--- TRECHO PARA LEITURA ---
::::::::::

Das quatro causas
aristotélicas – material, formal, final e eficiente – para a constituição das
coisas no âmbito dos entes, ou seja, na dimensão do que é insuficiente para sua
própria existência, a causa material diz respeito à matéria pelas quais tais
coisas são criadas. Exemplificando, temos a madeira (matéria) extraída para se
construir (causa final) uma cadeira (forma). E quem executará tal tarefa (causa
eficiente) será o marceneiro. Portanto, a cadeira não existe por si. Foi necessária
a intervenção técnica do homem para suprir aquilo que a natureza (phýsis) não é capaz de fornecer. E ainda
é preciso dizer que natureza não é só isso que aparece aos nossos olhos e
constitui uma paisagem ou a fonte material para um objeto. O sentido grego
empreendido pela phýsis é mais amplo
e foi esquecido desde sua tradução para o latim natura, de onde temos “natureza” enquanto o que está circunscrito
ao limite de nossos olhos. Phýsis não
está apenas no que aparece, mas na antecedência do que surge. É o surgimento em
sua ação originária.
A tensão entre matéria
(hylé) e forma (morphé) estabelece o caráter primeiro da constituição dos entes,
principalmente no que diz respeito à relação entre serventia e inutilidade de
uma coisa. Queremos dizer com isso que tal tensão empreende uma relação interna
na realização de uma coisa, haja vista que tanto o fim a que se determina uma
produção coisal quanto aquele que a produz caracterizam sua ambiência externa
por não estar presente na composição elementar de um ente.
Matéria diz aquilo que
está na antecedência de um produto, na condição para realização de uma
serventia. À matéria se confere o caráter de constância, na medida em que trata
do repouso concernente a uma coisa. Mais ainda, essencializa-se naquilo que
aparece, ou seja, tanto exerce o caráter primordial de habitação silenciosa do
vir a ser de uma coisa quanto confere a essa coisa as características que a
determinarão como algo específico: “Aquilo que dá às coisas o que é constante e
é seu cerne, mas que ao mesmo tempo também causa o modo de seu afluxo sensível,
o colorido, o sonoro, a dureza, o maciço, é a materialidade das coisas” (HEIDEGGER: 2010, p. 61).

::::::::::

--- REQUISITOS DAS TAREFAS ---
**A.** Transcreva o trecho sobre as causas aristotélicas de "A tensão entre" até "de um ente.".
**B.** No exemplo da cadeira dado no trecho sobre as causas aristotélicas, quem executa a tarefa de construí-la?
Os dados não são necessários.

::::::::::

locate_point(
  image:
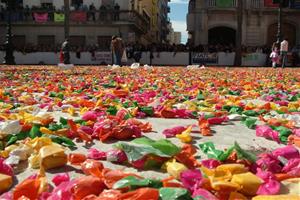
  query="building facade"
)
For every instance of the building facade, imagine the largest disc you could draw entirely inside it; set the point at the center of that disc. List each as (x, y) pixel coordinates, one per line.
(92, 22)
(177, 38)
(209, 22)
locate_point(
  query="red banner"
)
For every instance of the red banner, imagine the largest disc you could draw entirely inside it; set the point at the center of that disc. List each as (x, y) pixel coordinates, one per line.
(268, 3)
(41, 17)
(78, 16)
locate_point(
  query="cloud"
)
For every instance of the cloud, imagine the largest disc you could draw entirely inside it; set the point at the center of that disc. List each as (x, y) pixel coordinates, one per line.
(179, 2)
(180, 26)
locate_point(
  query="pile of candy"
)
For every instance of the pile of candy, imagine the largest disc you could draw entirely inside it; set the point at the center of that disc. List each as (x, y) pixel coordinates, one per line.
(45, 114)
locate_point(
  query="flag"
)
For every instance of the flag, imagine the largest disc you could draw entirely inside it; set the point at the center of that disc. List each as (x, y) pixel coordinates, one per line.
(78, 16)
(40, 17)
(224, 3)
(59, 17)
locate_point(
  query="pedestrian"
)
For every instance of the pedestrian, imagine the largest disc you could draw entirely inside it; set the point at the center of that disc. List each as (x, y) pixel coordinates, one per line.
(274, 57)
(116, 12)
(117, 48)
(284, 48)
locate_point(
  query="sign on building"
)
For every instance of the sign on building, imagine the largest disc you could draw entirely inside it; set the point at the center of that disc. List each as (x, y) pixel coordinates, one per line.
(205, 58)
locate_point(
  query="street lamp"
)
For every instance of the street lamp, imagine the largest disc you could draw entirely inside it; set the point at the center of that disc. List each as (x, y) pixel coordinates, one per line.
(9, 58)
(282, 4)
(190, 36)
(279, 25)
(67, 18)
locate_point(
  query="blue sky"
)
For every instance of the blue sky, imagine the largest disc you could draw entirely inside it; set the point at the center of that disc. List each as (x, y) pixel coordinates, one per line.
(179, 9)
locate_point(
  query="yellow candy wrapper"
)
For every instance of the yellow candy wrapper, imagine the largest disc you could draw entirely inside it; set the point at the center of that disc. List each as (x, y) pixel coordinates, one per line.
(248, 182)
(5, 182)
(52, 156)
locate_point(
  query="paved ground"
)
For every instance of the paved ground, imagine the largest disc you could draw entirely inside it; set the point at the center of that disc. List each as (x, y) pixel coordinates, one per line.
(224, 136)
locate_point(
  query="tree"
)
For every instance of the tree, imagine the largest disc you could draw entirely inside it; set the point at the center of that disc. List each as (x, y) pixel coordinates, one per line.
(238, 52)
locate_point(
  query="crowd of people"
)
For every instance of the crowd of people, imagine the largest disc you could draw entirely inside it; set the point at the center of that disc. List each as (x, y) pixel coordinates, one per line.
(29, 48)
(21, 13)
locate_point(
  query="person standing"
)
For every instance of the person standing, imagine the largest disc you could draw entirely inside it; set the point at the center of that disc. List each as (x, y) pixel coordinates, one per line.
(284, 48)
(117, 48)
(116, 12)
(65, 48)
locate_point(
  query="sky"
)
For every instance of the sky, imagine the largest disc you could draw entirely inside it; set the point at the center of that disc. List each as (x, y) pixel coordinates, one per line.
(179, 9)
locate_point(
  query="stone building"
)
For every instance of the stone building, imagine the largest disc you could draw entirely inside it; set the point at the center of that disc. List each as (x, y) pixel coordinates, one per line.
(91, 22)
(209, 23)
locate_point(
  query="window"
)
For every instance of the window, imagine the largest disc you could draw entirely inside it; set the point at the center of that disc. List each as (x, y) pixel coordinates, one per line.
(46, 40)
(77, 41)
(47, 4)
(76, 3)
(19, 41)
(104, 42)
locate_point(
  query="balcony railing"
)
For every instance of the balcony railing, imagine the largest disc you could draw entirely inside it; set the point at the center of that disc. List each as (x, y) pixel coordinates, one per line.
(79, 17)
(213, 4)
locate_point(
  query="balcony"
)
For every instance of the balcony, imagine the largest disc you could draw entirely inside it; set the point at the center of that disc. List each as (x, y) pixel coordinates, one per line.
(213, 4)
(82, 18)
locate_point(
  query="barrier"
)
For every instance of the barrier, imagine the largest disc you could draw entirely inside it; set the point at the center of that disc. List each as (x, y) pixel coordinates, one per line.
(162, 58)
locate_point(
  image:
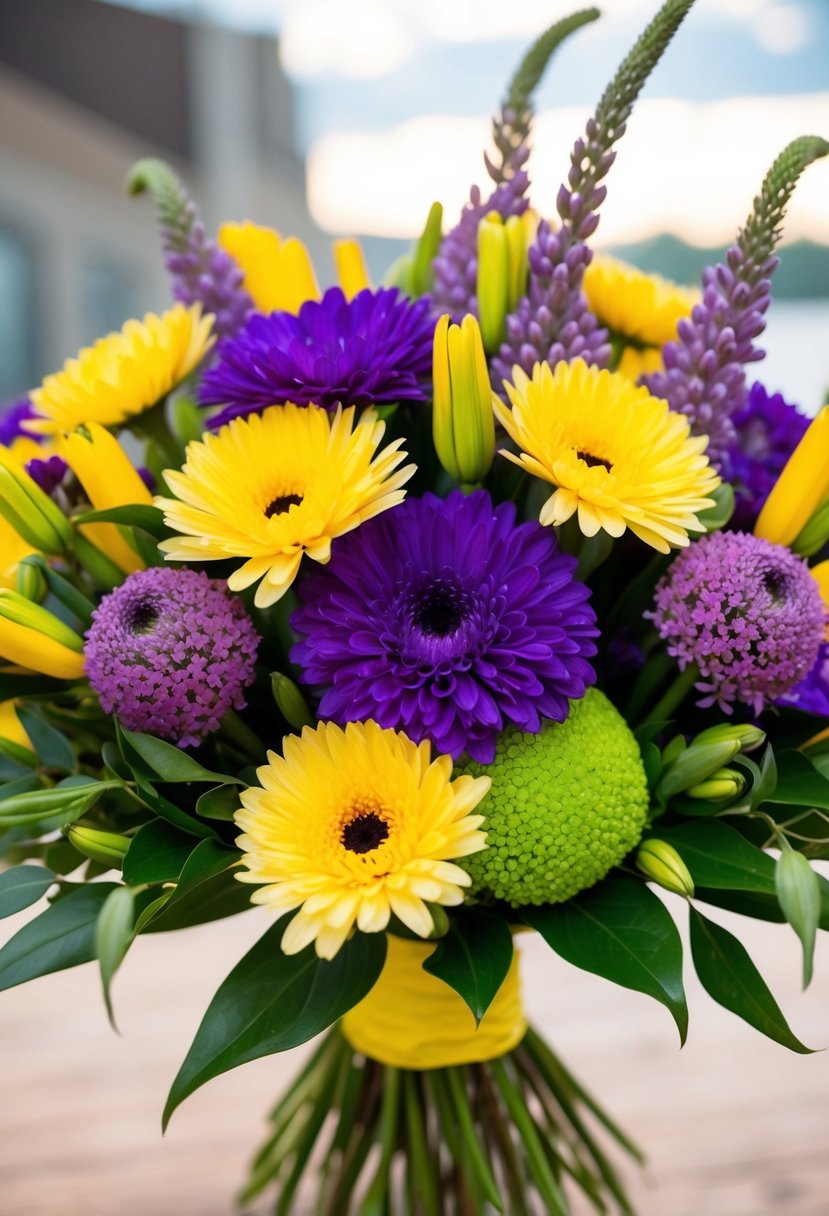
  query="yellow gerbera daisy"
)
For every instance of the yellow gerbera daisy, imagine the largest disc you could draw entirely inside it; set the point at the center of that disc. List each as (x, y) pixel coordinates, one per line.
(619, 456)
(124, 373)
(354, 825)
(272, 487)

::::::::::

--- SOLUÇÕES ---
**A.**
A tensão entre matéria
(hylé) e forma (morphé) estabelece o caráter primeiro da constituição dos entes,
principalmente no que diz respeito à relação entre serventia e inutilidade de
uma coisa. Queremos dizer com isso que tal tensão empreende uma relação interna
na realização de uma coisa, haja vista que tanto o fim a que se determina uma
produção coisal quanto aquele que a produz caracterizam sua ambiência externa
por não estar presente na composição elementar de um ente.

**B.** O marceneiro, que corresponde à causa eficiente.